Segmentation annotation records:

* * *

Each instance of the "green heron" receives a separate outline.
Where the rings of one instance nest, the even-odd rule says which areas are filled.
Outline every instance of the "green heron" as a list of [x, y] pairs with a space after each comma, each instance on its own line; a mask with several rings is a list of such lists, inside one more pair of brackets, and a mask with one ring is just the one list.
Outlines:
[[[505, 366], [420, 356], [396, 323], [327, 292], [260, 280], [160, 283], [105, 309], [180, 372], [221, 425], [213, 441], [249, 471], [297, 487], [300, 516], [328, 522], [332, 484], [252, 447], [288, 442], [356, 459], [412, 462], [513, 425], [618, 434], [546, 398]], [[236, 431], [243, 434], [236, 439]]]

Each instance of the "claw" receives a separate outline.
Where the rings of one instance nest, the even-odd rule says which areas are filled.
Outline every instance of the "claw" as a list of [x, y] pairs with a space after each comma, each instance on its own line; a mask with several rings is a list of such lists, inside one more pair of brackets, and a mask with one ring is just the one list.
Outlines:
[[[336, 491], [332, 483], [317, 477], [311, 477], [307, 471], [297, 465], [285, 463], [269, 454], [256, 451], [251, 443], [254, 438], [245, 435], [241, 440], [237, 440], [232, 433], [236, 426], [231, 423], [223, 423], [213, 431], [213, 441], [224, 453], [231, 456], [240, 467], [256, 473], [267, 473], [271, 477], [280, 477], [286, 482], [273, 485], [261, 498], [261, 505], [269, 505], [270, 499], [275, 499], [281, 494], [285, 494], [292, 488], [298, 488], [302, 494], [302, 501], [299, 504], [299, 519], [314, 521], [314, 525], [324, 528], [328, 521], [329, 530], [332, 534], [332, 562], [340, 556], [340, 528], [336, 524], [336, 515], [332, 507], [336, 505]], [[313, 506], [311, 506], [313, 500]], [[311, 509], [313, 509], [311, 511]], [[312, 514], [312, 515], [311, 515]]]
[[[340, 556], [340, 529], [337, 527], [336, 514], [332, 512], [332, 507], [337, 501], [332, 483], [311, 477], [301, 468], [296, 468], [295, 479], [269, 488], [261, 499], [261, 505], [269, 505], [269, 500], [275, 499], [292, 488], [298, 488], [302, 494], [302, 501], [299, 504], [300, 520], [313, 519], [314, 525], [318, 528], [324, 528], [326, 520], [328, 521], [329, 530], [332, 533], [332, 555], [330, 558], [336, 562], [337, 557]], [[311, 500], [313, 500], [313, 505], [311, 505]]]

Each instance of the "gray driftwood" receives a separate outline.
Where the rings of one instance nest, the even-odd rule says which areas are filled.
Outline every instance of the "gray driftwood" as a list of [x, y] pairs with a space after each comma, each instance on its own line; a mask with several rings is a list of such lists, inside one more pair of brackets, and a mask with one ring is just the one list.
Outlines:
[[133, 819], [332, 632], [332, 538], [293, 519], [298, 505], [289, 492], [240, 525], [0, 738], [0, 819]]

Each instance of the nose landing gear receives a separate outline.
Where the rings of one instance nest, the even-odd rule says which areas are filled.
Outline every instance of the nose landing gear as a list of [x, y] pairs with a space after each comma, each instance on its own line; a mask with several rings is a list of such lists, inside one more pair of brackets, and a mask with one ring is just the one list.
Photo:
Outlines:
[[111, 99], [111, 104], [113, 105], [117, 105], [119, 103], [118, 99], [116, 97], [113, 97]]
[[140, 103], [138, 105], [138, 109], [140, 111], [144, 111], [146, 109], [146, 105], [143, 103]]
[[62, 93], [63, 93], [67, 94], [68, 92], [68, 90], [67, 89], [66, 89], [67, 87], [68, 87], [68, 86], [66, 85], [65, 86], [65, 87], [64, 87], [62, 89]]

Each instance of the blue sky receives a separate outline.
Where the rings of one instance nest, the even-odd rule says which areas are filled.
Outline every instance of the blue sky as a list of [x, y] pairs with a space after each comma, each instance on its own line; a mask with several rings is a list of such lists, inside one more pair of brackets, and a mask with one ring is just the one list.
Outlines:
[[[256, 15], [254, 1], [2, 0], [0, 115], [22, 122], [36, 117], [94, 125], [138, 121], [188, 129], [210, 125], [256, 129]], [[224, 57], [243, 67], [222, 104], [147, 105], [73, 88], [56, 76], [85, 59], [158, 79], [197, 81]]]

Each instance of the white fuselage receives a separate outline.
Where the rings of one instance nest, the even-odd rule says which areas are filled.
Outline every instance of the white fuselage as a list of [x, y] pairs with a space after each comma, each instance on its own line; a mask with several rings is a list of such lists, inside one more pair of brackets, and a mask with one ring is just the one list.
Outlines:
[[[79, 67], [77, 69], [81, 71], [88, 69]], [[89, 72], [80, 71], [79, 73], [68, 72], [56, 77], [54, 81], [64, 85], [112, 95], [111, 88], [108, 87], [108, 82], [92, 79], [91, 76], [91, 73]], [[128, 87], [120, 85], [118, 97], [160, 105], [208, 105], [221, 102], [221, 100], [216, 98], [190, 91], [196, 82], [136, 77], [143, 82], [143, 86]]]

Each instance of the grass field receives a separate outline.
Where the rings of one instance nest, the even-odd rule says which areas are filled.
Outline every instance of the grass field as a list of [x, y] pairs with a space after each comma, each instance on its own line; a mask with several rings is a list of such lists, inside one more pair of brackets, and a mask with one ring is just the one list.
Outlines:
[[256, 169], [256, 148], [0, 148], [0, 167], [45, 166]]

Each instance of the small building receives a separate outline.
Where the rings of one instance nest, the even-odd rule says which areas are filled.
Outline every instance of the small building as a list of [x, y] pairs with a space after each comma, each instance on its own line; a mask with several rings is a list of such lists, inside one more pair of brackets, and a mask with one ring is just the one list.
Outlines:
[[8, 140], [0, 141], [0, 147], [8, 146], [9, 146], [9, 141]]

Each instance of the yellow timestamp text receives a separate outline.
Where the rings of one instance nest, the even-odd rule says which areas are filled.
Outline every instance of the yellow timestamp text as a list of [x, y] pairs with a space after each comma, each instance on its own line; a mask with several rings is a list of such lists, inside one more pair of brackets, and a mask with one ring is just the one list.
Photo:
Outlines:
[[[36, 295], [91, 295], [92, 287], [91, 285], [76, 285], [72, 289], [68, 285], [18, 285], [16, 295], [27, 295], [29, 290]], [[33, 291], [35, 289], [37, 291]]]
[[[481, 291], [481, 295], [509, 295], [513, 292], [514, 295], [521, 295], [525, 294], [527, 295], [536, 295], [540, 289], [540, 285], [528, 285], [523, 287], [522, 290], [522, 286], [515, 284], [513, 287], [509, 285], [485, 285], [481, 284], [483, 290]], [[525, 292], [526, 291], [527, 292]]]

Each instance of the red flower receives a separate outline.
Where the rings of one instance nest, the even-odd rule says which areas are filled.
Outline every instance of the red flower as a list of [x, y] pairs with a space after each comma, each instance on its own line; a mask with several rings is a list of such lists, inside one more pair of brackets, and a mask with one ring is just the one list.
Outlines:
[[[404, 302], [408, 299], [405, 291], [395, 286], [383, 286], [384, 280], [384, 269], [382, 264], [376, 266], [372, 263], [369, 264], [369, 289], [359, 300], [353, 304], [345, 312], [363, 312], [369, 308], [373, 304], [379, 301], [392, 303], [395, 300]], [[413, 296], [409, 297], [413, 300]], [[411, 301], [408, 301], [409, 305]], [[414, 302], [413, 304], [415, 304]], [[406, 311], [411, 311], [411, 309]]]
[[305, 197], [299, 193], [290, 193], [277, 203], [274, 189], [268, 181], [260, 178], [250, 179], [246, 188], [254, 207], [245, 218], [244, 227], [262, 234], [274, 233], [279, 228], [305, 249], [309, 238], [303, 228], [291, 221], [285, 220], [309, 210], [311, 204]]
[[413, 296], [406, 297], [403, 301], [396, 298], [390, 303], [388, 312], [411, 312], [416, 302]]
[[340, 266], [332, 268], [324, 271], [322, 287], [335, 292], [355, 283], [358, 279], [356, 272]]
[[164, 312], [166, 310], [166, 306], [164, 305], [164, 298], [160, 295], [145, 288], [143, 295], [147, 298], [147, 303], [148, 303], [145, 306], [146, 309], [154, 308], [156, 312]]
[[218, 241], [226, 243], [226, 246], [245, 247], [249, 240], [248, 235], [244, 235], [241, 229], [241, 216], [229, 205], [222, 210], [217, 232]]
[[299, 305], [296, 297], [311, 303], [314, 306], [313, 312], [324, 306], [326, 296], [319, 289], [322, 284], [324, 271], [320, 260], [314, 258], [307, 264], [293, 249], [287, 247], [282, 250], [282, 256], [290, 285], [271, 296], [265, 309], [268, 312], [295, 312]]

* * *

Objective: Transcribe the data above verbatim, from the line containing "Each instance of the blue" through the line containing "82], [143, 86]]]", both lines included.

Result:
Each instance of the blue sky receives a separate outline.
Where the rings of one instance nest, the even-odd rule says which areas are filled.
Outline every instance of the blue sky as a list of [x, y] pairs with a space after each comma, each instance on its own line; a mask with several rings is a list of such lists, inside one more pair of brackets, and a mask with one ring is just the one list.
Outlines:
[[[256, 15], [254, 1], [2, 0], [0, 115], [22, 122], [36, 117], [94, 125], [138, 121], [188, 129], [210, 125], [256, 129]], [[224, 57], [243, 67], [222, 104], [147, 105], [73, 88], [56, 76], [85, 59], [158, 79], [197, 81]]]

Each instance of the white fuselage receives a separate outline.
Where the rings of one instance nest, the even-odd rule says which areas are filled.
Outline every instance of the white fuselage as a list of [x, y] pairs with a space after each comma, each instance on its own line; a mask with several rings is a list of such lists, inside one more pair of brackets, and a mask with one ring is just the one list.
Outlines:
[[[79, 67], [77, 69], [81, 71], [88, 69]], [[89, 72], [80, 71], [79, 73], [68, 72], [56, 77], [54, 81], [64, 85], [112, 95], [111, 88], [108, 87], [108, 82], [92, 79], [91, 76], [91, 73]], [[128, 87], [120, 85], [118, 97], [160, 105], [208, 105], [221, 102], [221, 100], [216, 98], [190, 91], [196, 82], [136, 77], [143, 82], [143, 86]]]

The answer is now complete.